* **本文**
————————

来春の国立大学の行政法人化が目前となり、大学の機構改革もいよいよ本格的になってきたようです。その中でも目を引いたのは、先日の愛媛大学の就職課の設立と課長の一般公募のニュースですね。国立大学の事務系管理職の公募は非常に珍しいことですが、こういった産学の人材交流はどんどん増えて欲しいと思います。このニュースが流れた時、Professional Recruiters Clubのメンバーで応募してみたいと思ったのは一人や二人ではないでしょう。企業の採用担当者の中には将来のキャリアとして、大学就職部で働きたいと考えている方も多いのです。
さて、もし私が大学の採用担当者で、企業採用担当の応募者の面接をする場合、どんなキャリアを重視するかな、と考えてみました。できる採用担当者の選考基準ですね。まず、次の6つの就労経験が欲しいと思います。それは新卒採用と中途採用の業務経験、日本企業と外資系企業での就労経験、大企業とベンチャー企業(中小企業)での就労経験です。6つと言っても転職を5回しているというわけではありません。日本の大企業、外資のベンチャー企業で、新卒・中途採用の業務を経験していれば、転職は1回で良いわけです。この6つの経験で実績を持っている採用担当者は、ほぼどこの企業に行っても通用する人材です。

————————

参照表現による位置指定データ

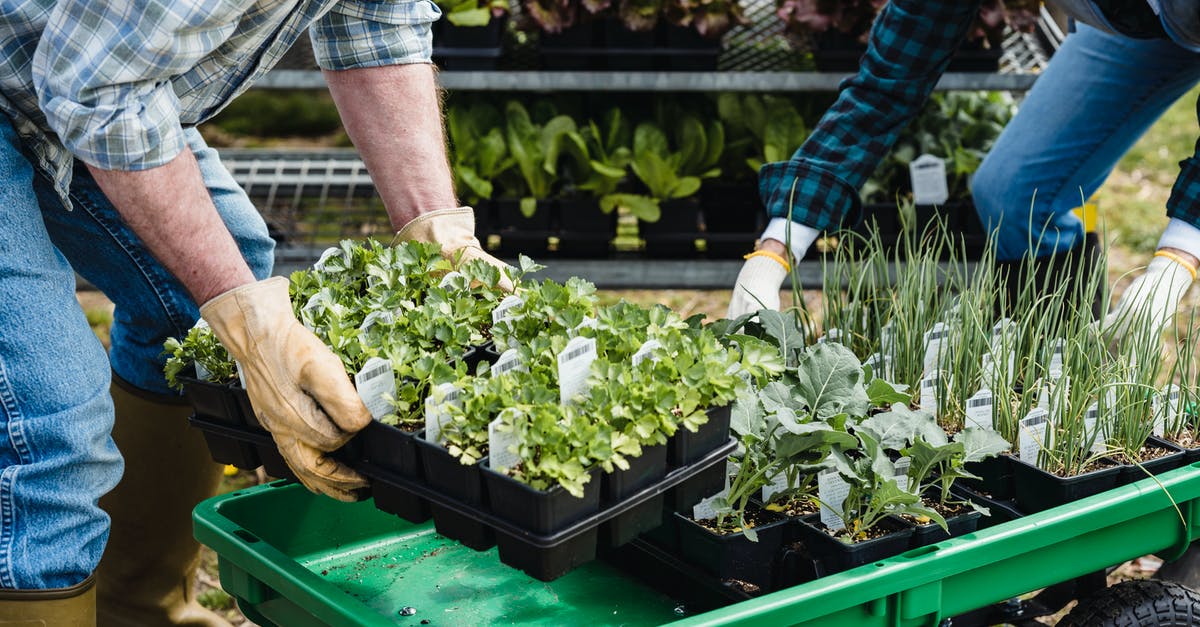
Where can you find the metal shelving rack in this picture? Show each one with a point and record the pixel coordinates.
(289, 186)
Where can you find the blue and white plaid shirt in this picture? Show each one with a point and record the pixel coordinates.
(114, 82)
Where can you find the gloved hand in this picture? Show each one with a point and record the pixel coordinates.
(455, 230)
(759, 282)
(298, 387)
(1153, 297)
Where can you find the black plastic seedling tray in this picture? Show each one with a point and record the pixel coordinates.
(545, 556)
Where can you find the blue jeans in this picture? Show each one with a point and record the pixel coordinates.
(57, 455)
(1097, 96)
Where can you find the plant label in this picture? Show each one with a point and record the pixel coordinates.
(928, 174)
(437, 406)
(574, 364)
(450, 280)
(928, 388)
(1032, 434)
(901, 473)
(502, 447)
(1055, 366)
(509, 362)
(936, 345)
(832, 335)
(1158, 410)
(979, 410)
(775, 485)
(504, 308)
(1091, 428)
(647, 352)
(832, 491)
(376, 382)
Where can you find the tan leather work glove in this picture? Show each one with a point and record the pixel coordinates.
(298, 387)
(455, 230)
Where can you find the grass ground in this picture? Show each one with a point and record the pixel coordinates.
(1132, 208)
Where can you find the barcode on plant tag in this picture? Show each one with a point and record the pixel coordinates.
(979, 410)
(1091, 428)
(437, 410)
(509, 362)
(832, 491)
(832, 335)
(574, 364)
(647, 352)
(1032, 434)
(375, 382)
(901, 475)
(450, 279)
(775, 485)
(504, 308)
(928, 178)
(501, 447)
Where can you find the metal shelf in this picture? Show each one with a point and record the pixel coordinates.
(535, 81)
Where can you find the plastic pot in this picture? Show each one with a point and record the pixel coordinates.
(732, 555)
(1037, 489)
(995, 477)
(394, 451)
(835, 555)
(1131, 473)
(685, 447)
(465, 484)
(543, 512)
(642, 472)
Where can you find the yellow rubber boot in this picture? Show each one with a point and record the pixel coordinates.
(145, 578)
(64, 607)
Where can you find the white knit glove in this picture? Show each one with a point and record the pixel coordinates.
(1151, 300)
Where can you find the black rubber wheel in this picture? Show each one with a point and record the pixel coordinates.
(1139, 603)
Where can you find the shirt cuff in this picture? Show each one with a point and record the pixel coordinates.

————————

* **問題文**
本文のうち「さて、もし私が大学の採用担当」を含む語句で始まり「に行っても通用する人材です。」で終わる部分を、「ベンチャー企業」を「スタートアップ企業」に置き換えて書き直してください。 データは使用しません。

* **解答欄**
さて、もし私が大学の採用担当者で、企業採用担当の応募者の面接をする場合、どんなキャリアを重視するかな、と考えてみました。できる採用担当者の選考基準ですね。まず、次の6つの就労経験が欲しいと思います。それは新卒採用と中途採用の業務経験、日本企業と外資系企業での就労経験、大企業とスタートアップ企業(中小企業)での就労経験です。6つと言っても転職を5回しているというわけではありません。日本の大企業、外資のスタートアップ企業で、新卒・中途採用の業務を経験していれば、転職は1回で良いわけです。この6つの経験で実績を持っている採用担当者は、ほぼどこの企業に行っても通用する人材です。